* _Problem set_
1. Return the passage from the commentary on prototyping in-store technology, everything from "Every retailer plans" down to "bit less literally.", copied word for word.
2. Answer these questions using the commentary on prototyping in-store technology:
(a) Which smartphone did Samsung put through rapid prototyping?
(b) What percentage of consumers say they would pay more for valuable experiences?
(c) What kind of product did a fashion retailer approach Yeti about?
3. Extend the commentary on prototyping in-store technology past its last sentence, keeping its voice and style.
#### Text under study
COMMENTARY

Planning an in-store technology? 4 steps to prototype it like a pro

July 6, 2017

Photo: iStock.com

By Rudy Mutter, EVP of technology and founding partner, Yeti LLC

Every retailer plans for an explosive product release. But after Samsung's infamous Galaxy Note 7 debacle, the Korean retail technology company is taking the idea a bit less literally.

How so? Before releasing the Note 7's smaller sibling, the Galaxy S8, Samsung used rapid prototyping to give the flagship smartphone a trial by fire. This time around, it extensively prototyped the battery, including an eight-point check, charge/discharge test, leak check, and accelerated usage test. Thanks to Samsung's diligence, pundits are praising the S8 as “the most beautiful phone ever.”

Samsung's story, however, is more than a cautionary one; it's a how-to tale for retailers prototyping technologies to augment customers' shopping experiences. Shopping has become an interactive endeavor, with 53 percent of consumers saying they'd pay more for valuable experiences. Half of in-store shoppers today say they're more likely to shop at retailers that offer assistive technologies.

How, then, can retail brands prototype the in-store technologies that customers want and avoid a Note 7-style backfire? The process involves four crucial steps:

1. Don't buy assumptions

Recently, a fashion retailer approached us about a wearable product. Rather than let customers be the ones to find out whether the planned hardware and software could work together, Yeti built a prototype that proved that the technologies could cooperate, allowing the client to move forward with confidence.
########
#### Recorded information
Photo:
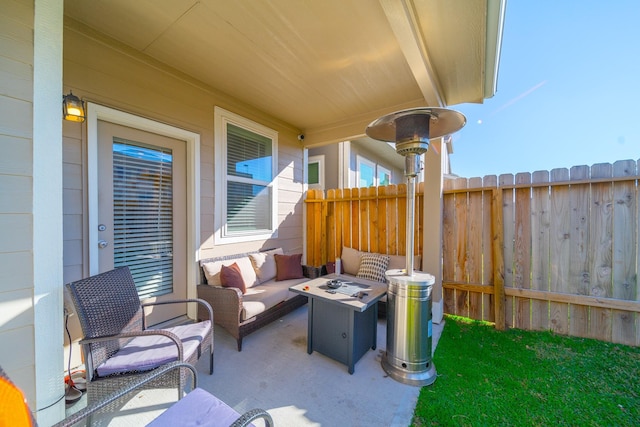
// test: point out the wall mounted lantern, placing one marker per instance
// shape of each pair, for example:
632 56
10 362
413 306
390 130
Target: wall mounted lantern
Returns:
73 108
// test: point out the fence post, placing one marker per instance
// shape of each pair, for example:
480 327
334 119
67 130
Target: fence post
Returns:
498 259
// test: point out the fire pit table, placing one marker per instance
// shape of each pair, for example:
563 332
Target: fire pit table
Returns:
343 321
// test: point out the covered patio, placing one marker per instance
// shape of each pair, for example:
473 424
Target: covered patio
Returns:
275 373
174 76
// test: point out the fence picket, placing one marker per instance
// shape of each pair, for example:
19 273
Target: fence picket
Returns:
559 257
600 250
473 267
508 217
550 250
489 182
624 251
522 250
462 237
449 245
540 225
580 219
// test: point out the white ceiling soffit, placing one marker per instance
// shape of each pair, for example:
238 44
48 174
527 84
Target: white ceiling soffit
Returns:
326 68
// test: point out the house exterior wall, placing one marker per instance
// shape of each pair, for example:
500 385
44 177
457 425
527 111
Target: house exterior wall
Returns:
17 352
102 72
31 202
357 149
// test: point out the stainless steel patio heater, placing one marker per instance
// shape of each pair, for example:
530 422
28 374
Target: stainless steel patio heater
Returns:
409 326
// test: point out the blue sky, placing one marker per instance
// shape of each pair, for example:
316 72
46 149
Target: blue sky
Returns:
568 91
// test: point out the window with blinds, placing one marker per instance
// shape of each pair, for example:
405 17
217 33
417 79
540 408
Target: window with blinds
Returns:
249 176
143 215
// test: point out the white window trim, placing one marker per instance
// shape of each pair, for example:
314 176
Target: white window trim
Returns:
362 160
385 170
320 161
221 118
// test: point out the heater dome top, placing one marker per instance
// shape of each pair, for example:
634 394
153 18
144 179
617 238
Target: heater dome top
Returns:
442 121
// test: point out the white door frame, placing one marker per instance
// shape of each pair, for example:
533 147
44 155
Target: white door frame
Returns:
97 112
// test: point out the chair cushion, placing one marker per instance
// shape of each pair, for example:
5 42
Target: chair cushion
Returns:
373 267
350 260
231 277
198 408
149 352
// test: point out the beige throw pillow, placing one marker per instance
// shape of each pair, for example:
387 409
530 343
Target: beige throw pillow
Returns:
373 267
350 260
212 271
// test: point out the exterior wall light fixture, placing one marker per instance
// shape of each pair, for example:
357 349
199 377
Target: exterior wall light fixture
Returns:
73 108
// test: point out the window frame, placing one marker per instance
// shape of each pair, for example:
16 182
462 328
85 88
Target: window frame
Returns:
384 170
319 159
222 118
364 161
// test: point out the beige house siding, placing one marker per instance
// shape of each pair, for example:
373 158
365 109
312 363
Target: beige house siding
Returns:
105 73
17 352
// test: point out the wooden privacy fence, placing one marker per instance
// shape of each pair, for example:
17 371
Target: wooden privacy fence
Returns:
546 250
569 250
369 219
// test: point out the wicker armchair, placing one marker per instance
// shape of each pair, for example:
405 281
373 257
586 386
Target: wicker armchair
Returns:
198 407
117 347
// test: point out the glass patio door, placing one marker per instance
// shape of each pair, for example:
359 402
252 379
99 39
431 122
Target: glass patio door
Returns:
142 212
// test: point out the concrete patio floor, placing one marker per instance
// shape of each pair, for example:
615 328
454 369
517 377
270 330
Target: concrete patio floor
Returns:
275 373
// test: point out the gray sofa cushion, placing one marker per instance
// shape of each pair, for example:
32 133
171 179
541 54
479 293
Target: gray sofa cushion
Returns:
266 295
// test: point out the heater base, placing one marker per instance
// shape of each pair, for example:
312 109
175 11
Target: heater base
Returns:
417 378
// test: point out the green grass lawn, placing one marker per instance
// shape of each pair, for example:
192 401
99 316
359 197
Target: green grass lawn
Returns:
523 378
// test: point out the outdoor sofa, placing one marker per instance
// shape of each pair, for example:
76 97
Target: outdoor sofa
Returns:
370 265
248 291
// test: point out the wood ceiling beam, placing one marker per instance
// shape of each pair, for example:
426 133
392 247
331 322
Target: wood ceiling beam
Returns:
406 26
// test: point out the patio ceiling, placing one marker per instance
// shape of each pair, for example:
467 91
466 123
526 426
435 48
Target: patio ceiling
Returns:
327 68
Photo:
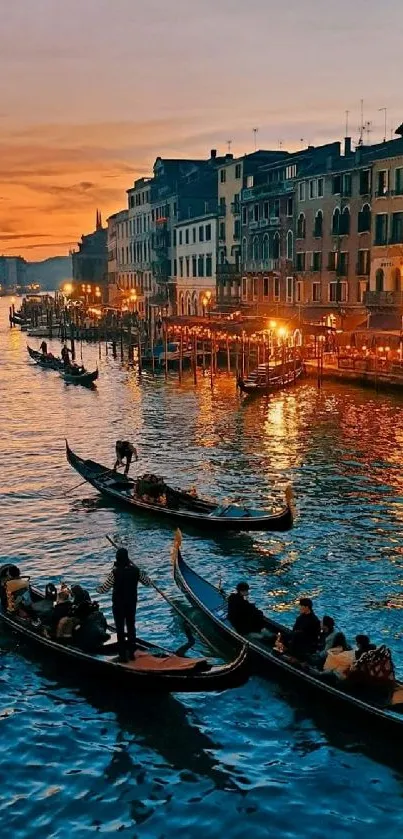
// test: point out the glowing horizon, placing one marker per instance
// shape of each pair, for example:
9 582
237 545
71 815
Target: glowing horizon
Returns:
93 92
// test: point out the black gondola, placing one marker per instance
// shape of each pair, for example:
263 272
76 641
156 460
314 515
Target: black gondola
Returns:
180 506
267 378
166 671
213 604
44 361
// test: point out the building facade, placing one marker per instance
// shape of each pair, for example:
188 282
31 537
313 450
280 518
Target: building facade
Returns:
90 265
195 264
########
* _Results for each task_
1.
Every retailer plans for an explosive product release. But after Samsung's infamous Galaxy Note 7 debacle, the Korean retail technology company is taking the idea a bit less literally.

2.
(a) The Galaxy S8
(b) 53 percent
(c) A wearable product

3.
Before prototyping your own digital device, consider your riskiest assumption. In retail, it may be the presumption that shoppers will even use your product. Pay special attention to first-contact and onboarding flows. Are they seamless? Be sure customers see your technology as valuable to their shopping experience before diving further into design or development.

2. Stick to the list

When you're prototyping, it's easy to get carried away. Rather than waste time building features that users won't find valuable, define clear parameters. Focus first on initial customer touchpoints, unproven technologies, and unusual hardware integrations. Before moving forward, set a date when the prototype should be ready to test.

When working with PlayStation on a recent user engagement app, we limited ourselves to a design-only prototype. Why? A digital product's user flows can make or break the experience. By carefully scoping the project and testing repeatedly, we planned an engaging user experience for the app without breaking the bank.

3. Build on a budget

You don't need dozens of people to build a viable prototype. Be sure everybody is there for a reason. Although team needs vary from prototype to prototype, researchers, product managers, UX designers, and developers should likely be involved. Use agile processes to stay flexible and promote experimentation. Don't be afraid to use household items which can reduce costs and get the technology to users faster. As long as the prototype gets the point across, it doesn't have to be pretty.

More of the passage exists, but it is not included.